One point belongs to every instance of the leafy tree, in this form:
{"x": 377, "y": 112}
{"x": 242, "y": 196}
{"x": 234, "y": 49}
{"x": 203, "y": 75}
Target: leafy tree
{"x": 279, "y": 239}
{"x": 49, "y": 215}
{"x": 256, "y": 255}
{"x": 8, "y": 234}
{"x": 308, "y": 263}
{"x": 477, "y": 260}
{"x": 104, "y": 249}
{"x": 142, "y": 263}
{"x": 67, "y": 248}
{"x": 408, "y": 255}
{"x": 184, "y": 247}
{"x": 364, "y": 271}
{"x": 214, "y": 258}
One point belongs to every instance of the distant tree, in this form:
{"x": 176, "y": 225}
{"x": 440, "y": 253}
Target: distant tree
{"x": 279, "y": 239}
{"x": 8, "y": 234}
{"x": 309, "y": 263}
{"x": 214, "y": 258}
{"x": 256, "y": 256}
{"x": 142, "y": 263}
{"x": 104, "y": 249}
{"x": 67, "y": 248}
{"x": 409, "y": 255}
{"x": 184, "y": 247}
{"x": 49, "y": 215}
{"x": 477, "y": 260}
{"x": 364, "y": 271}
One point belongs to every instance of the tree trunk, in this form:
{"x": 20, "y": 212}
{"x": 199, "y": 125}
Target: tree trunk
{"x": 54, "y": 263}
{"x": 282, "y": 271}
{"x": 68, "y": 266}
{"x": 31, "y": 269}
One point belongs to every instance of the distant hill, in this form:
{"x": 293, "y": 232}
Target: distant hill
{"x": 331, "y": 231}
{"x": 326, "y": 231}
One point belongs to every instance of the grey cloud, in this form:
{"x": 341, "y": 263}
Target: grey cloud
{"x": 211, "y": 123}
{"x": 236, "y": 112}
=-=-=
Short problem. Copy out, word for word, the part of the records that begins with the line containing "One point belongs to every instance of the grey" and runs to the end of the records.

The result.
One point belongs to every instance of the grey cloud, in this form:
{"x": 341, "y": 263}
Target: grey cloud
{"x": 211, "y": 123}
{"x": 236, "y": 112}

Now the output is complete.